Entries drawn from a dataset

____________

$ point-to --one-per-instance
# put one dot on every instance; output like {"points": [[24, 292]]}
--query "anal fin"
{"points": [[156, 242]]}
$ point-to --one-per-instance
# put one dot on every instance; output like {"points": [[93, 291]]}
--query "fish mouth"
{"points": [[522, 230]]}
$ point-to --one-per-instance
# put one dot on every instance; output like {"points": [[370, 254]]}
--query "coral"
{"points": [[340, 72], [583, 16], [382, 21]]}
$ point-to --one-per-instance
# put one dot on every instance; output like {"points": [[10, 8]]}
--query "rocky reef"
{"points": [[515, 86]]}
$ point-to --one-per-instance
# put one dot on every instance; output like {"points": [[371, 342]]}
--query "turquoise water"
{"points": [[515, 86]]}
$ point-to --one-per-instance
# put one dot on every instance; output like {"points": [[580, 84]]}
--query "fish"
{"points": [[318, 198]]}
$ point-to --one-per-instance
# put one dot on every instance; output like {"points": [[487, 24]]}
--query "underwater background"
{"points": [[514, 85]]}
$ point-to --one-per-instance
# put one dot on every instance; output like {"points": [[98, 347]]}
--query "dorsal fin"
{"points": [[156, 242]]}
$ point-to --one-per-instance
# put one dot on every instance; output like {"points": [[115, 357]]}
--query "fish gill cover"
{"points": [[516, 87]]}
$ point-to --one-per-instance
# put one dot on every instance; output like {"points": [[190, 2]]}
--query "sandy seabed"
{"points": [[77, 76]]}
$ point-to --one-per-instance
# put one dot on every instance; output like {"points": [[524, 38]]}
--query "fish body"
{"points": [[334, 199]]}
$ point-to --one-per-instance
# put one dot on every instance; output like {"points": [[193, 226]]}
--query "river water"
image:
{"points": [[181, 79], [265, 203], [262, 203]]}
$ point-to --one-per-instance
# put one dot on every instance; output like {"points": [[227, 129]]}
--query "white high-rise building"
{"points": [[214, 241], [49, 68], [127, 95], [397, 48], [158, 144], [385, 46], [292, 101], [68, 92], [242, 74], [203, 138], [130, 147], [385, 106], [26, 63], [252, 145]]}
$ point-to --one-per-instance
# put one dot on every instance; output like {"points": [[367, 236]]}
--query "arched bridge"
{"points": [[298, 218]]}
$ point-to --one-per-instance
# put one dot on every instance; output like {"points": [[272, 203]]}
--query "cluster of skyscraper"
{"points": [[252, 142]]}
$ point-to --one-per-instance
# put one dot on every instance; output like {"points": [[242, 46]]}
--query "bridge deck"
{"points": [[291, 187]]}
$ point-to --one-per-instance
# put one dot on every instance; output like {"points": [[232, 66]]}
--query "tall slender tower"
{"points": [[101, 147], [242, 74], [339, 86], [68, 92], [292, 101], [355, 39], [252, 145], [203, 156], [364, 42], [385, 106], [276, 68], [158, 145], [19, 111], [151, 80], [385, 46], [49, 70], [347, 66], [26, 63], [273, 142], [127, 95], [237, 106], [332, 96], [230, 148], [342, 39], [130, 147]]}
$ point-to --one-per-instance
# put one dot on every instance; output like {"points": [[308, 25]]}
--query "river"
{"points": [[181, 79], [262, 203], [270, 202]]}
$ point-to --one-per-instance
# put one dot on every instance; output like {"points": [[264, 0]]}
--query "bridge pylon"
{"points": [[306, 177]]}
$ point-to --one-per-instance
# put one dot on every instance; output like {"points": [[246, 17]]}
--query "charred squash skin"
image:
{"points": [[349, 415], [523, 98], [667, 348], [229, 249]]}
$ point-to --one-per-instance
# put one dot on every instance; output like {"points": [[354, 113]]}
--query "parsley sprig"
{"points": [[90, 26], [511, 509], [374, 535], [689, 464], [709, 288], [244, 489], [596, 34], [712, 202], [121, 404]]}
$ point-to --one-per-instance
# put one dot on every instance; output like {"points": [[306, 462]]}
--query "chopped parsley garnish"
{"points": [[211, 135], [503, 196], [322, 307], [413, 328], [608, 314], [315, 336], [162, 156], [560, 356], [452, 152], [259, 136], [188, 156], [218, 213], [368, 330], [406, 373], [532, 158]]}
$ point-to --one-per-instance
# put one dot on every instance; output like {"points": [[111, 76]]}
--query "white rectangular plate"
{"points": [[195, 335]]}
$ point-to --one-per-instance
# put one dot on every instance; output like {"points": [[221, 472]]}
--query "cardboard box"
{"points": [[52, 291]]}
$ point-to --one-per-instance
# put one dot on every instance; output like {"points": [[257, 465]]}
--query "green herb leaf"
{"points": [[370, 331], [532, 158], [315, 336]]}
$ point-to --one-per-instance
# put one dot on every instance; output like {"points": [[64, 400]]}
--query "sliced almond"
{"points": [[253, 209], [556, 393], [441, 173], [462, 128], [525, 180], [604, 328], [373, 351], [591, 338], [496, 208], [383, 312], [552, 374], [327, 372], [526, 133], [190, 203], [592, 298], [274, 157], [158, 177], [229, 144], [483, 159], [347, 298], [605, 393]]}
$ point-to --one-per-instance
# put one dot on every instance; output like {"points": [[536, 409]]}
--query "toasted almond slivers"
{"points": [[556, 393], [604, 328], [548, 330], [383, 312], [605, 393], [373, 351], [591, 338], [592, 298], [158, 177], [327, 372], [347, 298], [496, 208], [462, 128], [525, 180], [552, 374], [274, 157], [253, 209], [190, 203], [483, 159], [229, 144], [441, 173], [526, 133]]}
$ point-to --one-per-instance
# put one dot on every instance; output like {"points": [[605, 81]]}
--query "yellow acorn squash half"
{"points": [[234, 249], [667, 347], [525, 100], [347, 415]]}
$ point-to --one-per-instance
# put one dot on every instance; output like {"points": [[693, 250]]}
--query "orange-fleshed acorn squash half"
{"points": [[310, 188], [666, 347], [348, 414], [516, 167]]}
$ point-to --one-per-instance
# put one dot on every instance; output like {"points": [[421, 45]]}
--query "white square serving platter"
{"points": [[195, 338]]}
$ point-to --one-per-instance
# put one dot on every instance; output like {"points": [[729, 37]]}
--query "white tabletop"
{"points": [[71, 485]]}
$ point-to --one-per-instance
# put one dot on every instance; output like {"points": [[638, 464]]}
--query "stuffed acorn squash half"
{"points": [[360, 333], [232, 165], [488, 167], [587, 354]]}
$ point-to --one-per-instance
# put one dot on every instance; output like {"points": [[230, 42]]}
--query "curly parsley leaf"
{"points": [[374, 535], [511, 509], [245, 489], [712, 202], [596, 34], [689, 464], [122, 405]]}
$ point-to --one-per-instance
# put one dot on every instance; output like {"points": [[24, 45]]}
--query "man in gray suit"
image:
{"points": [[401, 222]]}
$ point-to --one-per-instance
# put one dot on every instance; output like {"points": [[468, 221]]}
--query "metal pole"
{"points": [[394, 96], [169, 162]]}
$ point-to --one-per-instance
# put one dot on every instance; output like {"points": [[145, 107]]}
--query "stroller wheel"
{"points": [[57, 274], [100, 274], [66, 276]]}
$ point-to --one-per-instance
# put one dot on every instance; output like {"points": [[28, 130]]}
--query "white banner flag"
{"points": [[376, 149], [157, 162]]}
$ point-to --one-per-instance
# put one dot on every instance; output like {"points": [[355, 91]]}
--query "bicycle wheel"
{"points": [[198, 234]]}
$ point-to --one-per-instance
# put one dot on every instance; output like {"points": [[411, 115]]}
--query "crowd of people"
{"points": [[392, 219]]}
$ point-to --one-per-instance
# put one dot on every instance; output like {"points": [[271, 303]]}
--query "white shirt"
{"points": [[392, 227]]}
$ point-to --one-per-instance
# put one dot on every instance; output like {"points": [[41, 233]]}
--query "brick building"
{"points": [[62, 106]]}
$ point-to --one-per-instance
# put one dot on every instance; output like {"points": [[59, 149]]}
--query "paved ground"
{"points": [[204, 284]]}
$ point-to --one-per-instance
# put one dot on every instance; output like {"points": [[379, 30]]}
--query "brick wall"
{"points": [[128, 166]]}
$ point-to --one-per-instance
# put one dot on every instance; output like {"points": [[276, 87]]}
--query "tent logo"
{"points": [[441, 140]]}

____________

**WHAT THE TASK ASKS**. Count the lines of the data above that contain the string "almond", treating uppercase and lowercase as different. Reply with the number alone.

**RESULT**. 2